::: Extracted entries :::

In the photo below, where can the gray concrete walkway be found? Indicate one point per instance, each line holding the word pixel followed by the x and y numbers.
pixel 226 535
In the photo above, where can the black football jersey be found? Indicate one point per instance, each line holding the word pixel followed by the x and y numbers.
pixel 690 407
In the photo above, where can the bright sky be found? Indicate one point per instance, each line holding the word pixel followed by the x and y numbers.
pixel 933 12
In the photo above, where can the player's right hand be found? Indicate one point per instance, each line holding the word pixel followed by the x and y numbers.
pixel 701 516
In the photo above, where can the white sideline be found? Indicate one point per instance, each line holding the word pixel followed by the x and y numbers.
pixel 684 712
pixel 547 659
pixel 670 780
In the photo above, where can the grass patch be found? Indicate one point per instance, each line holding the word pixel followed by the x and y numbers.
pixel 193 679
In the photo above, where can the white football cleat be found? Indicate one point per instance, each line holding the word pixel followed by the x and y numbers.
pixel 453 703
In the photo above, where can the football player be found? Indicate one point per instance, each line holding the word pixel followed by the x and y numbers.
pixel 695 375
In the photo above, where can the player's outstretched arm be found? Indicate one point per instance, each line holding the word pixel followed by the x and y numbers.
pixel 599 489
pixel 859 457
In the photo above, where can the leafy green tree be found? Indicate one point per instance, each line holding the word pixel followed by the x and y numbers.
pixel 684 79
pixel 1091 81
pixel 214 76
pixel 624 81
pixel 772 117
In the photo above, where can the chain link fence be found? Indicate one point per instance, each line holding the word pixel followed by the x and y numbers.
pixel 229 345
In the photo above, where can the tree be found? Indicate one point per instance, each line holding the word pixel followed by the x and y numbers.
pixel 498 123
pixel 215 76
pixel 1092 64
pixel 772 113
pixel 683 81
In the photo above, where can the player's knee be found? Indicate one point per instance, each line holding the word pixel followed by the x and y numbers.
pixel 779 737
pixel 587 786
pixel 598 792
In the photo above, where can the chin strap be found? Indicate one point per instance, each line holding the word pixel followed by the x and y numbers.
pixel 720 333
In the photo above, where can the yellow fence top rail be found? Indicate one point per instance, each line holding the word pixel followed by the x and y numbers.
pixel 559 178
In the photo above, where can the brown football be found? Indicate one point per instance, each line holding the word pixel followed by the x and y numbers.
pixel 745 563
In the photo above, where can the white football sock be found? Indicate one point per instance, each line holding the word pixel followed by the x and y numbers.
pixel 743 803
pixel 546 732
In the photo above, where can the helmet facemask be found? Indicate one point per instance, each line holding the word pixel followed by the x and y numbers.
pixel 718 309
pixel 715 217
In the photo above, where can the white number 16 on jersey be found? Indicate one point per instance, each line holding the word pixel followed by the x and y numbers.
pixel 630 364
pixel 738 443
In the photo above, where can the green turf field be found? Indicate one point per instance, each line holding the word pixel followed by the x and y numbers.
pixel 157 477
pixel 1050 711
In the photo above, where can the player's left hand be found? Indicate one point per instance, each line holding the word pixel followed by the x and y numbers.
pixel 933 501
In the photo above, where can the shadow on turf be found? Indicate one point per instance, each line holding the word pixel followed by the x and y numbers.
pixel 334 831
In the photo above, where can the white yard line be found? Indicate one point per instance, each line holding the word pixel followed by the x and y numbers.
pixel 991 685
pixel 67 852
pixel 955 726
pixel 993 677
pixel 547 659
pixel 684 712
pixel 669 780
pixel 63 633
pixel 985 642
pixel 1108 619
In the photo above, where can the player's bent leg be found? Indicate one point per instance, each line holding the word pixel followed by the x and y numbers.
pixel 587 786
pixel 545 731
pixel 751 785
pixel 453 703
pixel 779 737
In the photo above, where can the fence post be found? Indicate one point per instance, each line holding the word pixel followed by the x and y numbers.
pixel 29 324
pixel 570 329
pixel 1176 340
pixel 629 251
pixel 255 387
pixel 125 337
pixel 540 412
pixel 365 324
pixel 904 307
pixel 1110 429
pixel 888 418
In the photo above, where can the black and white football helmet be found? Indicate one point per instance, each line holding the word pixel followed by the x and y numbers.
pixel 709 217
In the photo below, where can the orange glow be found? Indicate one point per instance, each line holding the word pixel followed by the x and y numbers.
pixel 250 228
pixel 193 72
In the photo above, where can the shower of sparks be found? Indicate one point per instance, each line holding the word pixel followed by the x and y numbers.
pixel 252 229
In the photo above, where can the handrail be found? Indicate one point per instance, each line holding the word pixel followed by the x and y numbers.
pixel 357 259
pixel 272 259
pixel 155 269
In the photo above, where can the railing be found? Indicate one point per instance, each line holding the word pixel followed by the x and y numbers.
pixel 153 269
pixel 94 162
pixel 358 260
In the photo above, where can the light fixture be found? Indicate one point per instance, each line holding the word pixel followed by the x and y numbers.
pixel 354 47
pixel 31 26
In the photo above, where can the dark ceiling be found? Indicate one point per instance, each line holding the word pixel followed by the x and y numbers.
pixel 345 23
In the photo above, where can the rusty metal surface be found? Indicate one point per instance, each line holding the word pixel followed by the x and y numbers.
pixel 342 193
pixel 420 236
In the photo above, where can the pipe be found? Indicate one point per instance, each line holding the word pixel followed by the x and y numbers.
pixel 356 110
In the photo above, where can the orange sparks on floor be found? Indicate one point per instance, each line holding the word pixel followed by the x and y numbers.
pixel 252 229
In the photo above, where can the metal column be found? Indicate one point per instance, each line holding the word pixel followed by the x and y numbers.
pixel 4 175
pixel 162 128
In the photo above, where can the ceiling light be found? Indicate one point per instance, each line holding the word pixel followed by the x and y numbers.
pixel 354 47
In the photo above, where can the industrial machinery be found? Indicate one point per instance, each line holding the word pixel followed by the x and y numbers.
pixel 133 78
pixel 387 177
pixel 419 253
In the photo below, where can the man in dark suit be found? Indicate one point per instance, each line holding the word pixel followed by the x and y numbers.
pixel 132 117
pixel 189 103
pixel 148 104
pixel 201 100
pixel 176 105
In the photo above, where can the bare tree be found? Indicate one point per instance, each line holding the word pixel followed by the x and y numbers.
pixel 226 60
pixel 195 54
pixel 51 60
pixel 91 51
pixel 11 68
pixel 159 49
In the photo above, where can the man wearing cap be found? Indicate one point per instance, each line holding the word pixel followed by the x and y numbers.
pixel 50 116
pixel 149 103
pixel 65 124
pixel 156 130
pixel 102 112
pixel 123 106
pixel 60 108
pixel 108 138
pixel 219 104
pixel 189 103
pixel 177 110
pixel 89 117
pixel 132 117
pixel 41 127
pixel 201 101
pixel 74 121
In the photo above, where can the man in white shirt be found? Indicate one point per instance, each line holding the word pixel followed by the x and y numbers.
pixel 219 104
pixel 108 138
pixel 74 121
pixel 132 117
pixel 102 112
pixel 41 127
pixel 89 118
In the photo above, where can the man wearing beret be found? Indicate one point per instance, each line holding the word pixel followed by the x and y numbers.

:::

→ **What is asked**
Copy the lines word for word, starting at the first line and ending at the line containing "pixel 683 81", with that line included.

→ **Expected output**
In the photo below, where can the gray concrete walkway be found? Indicate one point per instance, each line holding the word pixel followed by the x and y numbers.
pixel 226 535
In the photo above, where can the black football jersey be found? Indicate one point per instance, each line holding the word pixel followed by the x and y numbers.
pixel 690 407
In the photo above, where can the bright sky be found? Indicate one point per instance, each line holding the word pixel followed by the x and y numbers.
pixel 933 12
In the photo above, where can the player's right hand be found? Indicate one point per instance, each line holding the word pixel followed by the x and y numbers.
pixel 701 516
In the photo above, where can the white sideline be found? Indicate one point per instance, each line holding the word pixel followed by the x and y numbers.
pixel 684 712
pixel 547 659
pixel 670 780
In the photo above, where can the grass patch be found? Indicate one point per instance, each line holding the word pixel followed by the x and y numbers.
pixel 193 679
In the photo above, where can the white football cleat be found? Indicate one point per instance, each line holding the word pixel followed by the x and y numbers.
pixel 453 703
In the photo above, where can the football player be found? Indicate one point per instance, each line holding the word pixel followed by the x and y numbers.
pixel 695 375
In the photo above, where can the player's outstretched arm be found? Indicate one point per instance, each line holding the word pixel followed by the x and y numbers.
pixel 599 489
pixel 859 457
In the photo above, where can the leafy green tree be found? Indicate one point per instance, each line holding the word pixel followed by the x and y numbers.
pixel 684 79
pixel 1091 81
pixel 214 76
pixel 624 81
pixel 772 117
In the photo above, where can the chain link fence be found? Indicate one point per instance, each line holding the word pixel followed by the x and y numbers.
pixel 229 345
In the photo above, where can the tree be found? Indicate one point per instance, each line holding the word pixel followed by the x and y numbers.
pixel 498 123
pixel 215 76
pixel 1092 64
pixel 772 113
pixel 683 81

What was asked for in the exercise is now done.